**TASK REQUIREMENTS:** From the line containing "Looking at the picture above, whereabouts is the hyundai" to the last line of the records, please reproduce every line exactly and nothing more.

**INFORMATION:**
::::
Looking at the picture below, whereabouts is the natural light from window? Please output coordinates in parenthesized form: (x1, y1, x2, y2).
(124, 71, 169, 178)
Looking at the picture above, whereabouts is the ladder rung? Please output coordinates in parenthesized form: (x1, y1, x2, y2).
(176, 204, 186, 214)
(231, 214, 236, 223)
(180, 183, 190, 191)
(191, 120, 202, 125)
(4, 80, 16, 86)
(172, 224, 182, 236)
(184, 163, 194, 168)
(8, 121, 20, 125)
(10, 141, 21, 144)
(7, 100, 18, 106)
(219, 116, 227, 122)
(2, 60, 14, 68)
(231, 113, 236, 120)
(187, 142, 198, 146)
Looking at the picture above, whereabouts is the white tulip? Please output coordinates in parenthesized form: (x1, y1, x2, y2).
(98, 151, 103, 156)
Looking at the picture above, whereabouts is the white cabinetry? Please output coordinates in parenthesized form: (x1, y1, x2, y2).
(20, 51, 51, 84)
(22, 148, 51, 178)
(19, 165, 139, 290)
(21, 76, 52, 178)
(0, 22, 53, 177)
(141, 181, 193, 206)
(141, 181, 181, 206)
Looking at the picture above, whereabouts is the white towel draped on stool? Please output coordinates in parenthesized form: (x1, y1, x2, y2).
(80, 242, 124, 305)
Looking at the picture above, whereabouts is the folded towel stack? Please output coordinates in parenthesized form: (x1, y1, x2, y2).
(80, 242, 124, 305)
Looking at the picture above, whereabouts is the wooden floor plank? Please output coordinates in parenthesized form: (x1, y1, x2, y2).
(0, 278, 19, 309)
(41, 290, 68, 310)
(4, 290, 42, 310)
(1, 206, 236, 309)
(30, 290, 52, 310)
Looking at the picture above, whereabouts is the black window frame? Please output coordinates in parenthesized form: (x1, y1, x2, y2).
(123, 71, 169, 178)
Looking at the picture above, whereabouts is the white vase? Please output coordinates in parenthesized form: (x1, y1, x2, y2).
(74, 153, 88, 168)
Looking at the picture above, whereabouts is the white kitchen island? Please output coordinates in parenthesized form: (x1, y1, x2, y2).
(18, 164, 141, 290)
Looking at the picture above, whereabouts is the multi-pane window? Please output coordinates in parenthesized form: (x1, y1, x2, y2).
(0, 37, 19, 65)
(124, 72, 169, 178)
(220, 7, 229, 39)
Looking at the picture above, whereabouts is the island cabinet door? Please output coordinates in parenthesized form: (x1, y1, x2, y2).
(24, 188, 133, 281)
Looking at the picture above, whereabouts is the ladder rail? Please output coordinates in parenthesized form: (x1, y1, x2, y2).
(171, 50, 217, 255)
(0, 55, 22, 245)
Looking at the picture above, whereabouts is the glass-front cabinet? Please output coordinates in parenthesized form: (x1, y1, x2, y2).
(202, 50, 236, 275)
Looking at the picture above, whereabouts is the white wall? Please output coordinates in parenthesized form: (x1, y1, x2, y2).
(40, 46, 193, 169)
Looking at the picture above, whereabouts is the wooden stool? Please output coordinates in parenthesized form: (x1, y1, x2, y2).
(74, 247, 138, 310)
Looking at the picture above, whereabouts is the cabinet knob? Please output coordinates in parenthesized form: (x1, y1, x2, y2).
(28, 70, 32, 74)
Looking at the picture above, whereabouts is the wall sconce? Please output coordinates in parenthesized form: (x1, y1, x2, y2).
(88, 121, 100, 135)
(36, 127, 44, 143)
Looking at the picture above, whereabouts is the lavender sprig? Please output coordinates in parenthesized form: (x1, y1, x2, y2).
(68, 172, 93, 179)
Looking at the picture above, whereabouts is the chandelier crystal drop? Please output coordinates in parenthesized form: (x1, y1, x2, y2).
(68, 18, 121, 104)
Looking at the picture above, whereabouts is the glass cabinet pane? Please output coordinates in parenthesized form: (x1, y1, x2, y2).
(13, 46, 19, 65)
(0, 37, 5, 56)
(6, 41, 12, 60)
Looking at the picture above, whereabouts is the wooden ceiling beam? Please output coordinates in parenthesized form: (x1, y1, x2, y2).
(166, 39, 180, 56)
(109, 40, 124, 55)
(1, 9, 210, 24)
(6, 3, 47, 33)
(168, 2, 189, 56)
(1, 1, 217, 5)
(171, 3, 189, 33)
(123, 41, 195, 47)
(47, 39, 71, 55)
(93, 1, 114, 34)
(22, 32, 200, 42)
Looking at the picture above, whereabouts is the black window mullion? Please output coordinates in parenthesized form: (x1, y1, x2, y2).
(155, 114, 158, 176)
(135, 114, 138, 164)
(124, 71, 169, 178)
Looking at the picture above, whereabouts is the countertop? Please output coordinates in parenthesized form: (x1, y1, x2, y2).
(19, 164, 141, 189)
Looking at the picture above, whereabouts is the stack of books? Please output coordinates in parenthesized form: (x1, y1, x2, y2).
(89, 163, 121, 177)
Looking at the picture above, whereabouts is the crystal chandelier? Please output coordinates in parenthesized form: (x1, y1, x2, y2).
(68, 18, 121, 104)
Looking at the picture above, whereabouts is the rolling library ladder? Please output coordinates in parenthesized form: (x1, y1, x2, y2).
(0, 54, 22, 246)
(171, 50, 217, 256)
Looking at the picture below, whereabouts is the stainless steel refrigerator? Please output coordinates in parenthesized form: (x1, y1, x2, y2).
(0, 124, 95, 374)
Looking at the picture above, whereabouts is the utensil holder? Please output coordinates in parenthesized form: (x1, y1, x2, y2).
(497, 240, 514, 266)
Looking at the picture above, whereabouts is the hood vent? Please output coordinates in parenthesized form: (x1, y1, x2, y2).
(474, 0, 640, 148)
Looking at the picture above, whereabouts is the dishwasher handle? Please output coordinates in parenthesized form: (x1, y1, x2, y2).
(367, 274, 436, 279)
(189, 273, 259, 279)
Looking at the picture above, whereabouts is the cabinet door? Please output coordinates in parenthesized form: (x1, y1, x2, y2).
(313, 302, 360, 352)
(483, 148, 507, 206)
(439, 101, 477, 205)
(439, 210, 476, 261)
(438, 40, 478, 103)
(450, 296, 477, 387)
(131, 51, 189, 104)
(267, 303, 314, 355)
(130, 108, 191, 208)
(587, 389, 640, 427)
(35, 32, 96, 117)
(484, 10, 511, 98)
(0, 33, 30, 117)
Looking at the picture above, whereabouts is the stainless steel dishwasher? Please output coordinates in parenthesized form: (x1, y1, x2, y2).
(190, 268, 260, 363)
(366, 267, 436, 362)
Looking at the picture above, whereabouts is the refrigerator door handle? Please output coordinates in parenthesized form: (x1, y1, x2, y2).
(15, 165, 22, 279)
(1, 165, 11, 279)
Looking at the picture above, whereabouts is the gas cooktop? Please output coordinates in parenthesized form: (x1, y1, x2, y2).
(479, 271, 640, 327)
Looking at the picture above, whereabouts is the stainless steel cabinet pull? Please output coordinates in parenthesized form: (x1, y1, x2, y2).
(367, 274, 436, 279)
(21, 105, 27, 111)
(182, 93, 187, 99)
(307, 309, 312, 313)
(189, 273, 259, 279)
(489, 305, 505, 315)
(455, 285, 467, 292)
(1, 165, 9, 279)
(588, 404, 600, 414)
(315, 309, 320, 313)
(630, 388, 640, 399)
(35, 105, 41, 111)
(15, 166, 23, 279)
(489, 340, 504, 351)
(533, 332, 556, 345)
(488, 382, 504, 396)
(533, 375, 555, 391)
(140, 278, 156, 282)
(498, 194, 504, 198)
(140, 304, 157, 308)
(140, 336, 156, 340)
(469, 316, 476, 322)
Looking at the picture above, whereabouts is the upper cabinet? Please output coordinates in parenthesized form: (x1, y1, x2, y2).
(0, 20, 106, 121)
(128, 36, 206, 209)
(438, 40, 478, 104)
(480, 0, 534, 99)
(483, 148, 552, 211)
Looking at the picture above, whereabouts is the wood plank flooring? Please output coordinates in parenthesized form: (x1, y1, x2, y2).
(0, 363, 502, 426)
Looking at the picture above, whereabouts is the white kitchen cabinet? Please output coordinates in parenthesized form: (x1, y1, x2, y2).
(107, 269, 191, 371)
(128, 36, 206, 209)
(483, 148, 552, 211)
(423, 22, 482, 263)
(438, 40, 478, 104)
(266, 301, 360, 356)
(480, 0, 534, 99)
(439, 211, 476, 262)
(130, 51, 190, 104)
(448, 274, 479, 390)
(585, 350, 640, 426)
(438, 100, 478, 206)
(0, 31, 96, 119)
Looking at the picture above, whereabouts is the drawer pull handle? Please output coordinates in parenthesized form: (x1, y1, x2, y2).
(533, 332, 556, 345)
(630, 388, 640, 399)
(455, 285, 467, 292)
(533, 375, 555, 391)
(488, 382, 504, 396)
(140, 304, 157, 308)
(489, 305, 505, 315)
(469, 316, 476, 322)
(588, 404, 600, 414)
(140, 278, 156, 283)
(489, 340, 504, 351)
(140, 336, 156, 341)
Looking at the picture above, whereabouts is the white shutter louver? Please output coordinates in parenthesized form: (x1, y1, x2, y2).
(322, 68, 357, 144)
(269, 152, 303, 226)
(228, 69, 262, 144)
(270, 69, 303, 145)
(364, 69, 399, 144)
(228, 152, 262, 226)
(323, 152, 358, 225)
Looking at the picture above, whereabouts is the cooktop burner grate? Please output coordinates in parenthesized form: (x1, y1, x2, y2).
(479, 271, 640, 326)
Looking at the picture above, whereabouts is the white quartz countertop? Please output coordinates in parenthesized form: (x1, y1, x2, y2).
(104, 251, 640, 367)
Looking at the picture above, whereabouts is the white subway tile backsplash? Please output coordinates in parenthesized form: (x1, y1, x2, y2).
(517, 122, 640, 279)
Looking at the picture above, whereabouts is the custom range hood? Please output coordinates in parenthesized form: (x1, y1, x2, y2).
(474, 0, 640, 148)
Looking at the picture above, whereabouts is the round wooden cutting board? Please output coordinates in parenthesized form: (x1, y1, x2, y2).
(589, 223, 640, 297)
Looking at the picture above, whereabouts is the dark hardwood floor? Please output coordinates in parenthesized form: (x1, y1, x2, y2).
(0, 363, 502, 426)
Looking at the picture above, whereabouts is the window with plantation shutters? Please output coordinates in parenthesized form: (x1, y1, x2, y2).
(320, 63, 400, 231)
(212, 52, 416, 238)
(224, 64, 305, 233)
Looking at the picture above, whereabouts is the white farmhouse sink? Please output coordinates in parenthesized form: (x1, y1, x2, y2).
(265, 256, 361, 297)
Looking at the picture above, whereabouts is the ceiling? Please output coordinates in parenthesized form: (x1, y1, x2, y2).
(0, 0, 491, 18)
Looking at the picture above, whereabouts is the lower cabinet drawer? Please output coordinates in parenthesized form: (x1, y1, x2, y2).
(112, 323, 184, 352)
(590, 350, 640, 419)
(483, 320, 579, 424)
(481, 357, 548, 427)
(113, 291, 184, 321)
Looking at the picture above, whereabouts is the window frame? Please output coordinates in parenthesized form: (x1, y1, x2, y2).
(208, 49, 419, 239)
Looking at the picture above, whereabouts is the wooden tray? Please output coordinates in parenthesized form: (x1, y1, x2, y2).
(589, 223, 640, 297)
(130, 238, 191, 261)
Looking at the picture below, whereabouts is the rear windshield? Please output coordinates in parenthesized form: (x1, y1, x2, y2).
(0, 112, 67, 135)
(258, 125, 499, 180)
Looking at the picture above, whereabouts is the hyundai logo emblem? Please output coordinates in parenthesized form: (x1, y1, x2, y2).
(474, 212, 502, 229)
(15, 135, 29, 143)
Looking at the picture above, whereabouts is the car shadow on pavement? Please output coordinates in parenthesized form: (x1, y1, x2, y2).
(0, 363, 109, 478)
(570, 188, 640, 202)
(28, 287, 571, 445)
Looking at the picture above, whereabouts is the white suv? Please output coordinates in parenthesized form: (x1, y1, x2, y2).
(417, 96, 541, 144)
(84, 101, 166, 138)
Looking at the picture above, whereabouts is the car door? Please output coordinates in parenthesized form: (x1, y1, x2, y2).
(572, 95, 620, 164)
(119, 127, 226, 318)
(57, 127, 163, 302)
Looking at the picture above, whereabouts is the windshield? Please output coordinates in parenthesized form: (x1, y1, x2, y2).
::::
**EXERCISE SOLUTION:**
Looking at the picture above, whereabouts is the hyundai logo emblem? Please output coordinates in parenthesized form: (x1, y1, x2, y2).
(474, 212, 502, 229)
(15, 135, 29, 143)
Looking at the picture above, whereabouts is the car shadow on pavement? Please output coordinates in parenthesized form: (x1, y1, x2, y2).
(0, 363, 109, 478)
(570, 188, 640, 202)
(28, 287, 571, 445)
Looking at the picture above, whereabouts is the white suv? Please output coordinates in parenthesized form: (x1, y1, x2, y2).
(417, 96, 541, 144)
(84, 101, 166, 138)
Looking at the picture above, whereabouts is the car door? Please output coordinates in parenthesized form: (x1, y1, x2, y2).
(572, 95, 620, 164)
(119, 127, 226, 318)
(57, 127, 163, 302)
Looking at the picture above, whereabouts is the windshield? Please output coordinates in parenthesized form: (x1, y1, x2, y2).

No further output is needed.